[Stored items]
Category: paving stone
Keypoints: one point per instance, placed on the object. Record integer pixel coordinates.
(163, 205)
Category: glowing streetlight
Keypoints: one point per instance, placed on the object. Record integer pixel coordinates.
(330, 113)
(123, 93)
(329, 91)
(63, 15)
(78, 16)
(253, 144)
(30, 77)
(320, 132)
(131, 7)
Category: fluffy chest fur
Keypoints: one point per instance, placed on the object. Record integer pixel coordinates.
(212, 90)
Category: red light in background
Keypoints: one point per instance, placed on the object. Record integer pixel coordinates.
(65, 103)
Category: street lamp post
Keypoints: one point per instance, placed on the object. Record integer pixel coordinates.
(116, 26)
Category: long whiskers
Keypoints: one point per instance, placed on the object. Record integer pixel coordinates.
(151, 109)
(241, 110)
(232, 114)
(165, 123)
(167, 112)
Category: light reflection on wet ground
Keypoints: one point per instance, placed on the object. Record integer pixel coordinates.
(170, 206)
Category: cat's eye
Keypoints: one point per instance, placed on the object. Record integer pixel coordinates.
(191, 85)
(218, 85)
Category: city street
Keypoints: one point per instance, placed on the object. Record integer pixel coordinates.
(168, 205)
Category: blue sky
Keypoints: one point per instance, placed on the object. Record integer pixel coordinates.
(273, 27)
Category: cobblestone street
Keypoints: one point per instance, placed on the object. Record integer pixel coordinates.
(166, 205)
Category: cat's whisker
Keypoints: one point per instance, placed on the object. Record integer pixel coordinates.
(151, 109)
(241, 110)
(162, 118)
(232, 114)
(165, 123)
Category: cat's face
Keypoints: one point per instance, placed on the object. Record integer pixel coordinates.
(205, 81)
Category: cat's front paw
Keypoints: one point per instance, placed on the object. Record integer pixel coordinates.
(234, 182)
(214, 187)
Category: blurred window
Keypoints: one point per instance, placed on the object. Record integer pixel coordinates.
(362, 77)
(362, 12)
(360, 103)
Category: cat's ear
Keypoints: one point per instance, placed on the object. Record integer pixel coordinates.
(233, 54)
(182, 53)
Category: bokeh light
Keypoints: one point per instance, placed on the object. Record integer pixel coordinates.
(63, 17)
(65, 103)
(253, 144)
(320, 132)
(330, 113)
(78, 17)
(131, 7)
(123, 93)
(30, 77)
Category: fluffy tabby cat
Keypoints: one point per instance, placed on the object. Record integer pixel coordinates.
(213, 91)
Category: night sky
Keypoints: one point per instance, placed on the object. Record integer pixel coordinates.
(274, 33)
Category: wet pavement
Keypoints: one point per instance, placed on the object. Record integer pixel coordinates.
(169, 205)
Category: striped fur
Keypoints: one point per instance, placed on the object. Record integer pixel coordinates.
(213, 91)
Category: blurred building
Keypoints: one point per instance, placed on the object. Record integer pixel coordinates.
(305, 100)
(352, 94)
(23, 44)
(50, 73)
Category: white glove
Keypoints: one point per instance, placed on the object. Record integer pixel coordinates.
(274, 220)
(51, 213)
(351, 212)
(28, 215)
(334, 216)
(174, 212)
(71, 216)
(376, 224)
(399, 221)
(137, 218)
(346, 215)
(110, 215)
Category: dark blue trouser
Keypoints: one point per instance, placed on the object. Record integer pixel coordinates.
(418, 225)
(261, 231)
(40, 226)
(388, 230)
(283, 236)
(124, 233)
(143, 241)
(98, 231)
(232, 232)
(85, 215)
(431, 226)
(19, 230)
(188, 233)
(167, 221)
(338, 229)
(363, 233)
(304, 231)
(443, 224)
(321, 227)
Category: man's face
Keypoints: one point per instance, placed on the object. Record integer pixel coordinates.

• **Exercise aim**: Which of the lines above carry the string "face"? Copy every one.

• **Output for this task**:
Category: cat's face
Category: man's face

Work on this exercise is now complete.